- _Required work_: Please turn every line of the listing below into a numbered list, leaving out any blank lines.

[Point annotation records]
○ ○ ○ ○
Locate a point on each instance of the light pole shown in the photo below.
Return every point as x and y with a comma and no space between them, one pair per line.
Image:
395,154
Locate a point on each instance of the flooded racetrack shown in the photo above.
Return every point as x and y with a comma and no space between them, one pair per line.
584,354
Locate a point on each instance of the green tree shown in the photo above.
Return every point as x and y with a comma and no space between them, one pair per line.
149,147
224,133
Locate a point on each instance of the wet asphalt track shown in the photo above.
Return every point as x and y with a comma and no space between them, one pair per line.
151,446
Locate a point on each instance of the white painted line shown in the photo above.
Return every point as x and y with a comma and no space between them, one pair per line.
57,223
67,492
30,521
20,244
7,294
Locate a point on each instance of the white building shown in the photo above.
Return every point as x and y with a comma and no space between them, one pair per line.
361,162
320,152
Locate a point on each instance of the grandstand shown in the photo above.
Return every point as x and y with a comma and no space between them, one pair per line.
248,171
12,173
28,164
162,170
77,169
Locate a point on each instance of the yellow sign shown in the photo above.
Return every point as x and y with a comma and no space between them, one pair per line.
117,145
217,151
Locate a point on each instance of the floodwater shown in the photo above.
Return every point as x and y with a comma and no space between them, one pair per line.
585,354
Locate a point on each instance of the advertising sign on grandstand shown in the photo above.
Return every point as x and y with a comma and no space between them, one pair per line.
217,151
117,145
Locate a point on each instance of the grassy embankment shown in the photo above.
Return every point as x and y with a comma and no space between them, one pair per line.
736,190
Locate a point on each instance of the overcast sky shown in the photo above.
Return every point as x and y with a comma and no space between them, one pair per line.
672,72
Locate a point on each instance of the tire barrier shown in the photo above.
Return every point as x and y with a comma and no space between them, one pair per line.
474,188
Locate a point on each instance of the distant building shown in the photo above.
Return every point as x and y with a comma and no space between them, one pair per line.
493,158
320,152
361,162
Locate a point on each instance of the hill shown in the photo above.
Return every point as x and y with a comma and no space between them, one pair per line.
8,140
○ ○ ○ ○
- _Full answer_:
1. Locate a point on each instance of the light pole shown in the photo below.
2. Return every point as x and y with a comma and no space between them, one pair per line.
3. Image:
4. 395,154
5. Locate a point on each instance of the flooded racetrack shown in the photo above.
6. Return every point as x and y with a comma and no space between them, one pair per line.
7. 584,354
8. Locate a point on each instance of the green tree shown in the photo above.
9. Return every point as x and y with a comma and no space between them, one pair per line.
10. 149,147
11. 224,133
12. Locate a point on each instance of the wet asphalt track shown in the photo above.
13. Return every point as x and y with a comma and no space between them, one pair per line.
14. 151,446
15. Locate a point on each instance of the white painted line shown in the photo above.
16. Return every point as x and y with a comma and no space between them, one pair per line.
17. 57,223
18. 67,492
19. 30,521
20. 20,244
21. 7,294
22. Locate a point on each instance of the white building shown in the photo above.
23. Return every point as x and y with a comma and no space between them, one pair per line.
24. 361,162
25. 320,152
26. Locate a point on each instance of the grandstand shown in the photo above.
27. Return every point as x and y with a comma and no space between them, one pair per line.
28. 248,171
29. 12,173
30. 28,164
31. 162,170
32. 77,169
33. Locate a point on each instance of the yellow sign shown in the photo above.
34. Return every point as x and y with a comma and no space between them, one pair per line.
35. 117,145
36. 217,151
37. Locate a point on each instance of the floodwater shown in the photo above.
38. Return every point as x and y with a comma and no space between them, one pair per line.
39. 585,354
40. Locate a point on each instance of the advertising sign on grandstand shown in the photo above.
41. Return every point as x and y with a comma and no space between them, one pair per line.
42. 217,151
43. 117,145
44. Locate a point on each instance of the grassy embankment shown in the photo above.
45. Return every point as x and y with a comma and no space between them, one pair per line.
46. 736,190
47. Locate a point on each instance of the overcast sky shown in the photo above.
48. Return every point as x and y with a comma and no space between them, one pair per line.
49. 672,72
50. Locate a point on each instance of the tire barrier shown in the photo above.
51. Return every point as x and y with a comma and no space between them, one pair per line.
52. 474,188
53. Locate a point on each instance of the distant building shown in the photo above.
54. Return every point as x and y with a comma and no space between them, one pair per line.
55. 493,158
56. 320,152
57. 361,162
58. Locate a point on each instance of the hill shown in the photo above.
59. Return every point as x and y with a comma and no space between them, one pair per line.
60. 8,140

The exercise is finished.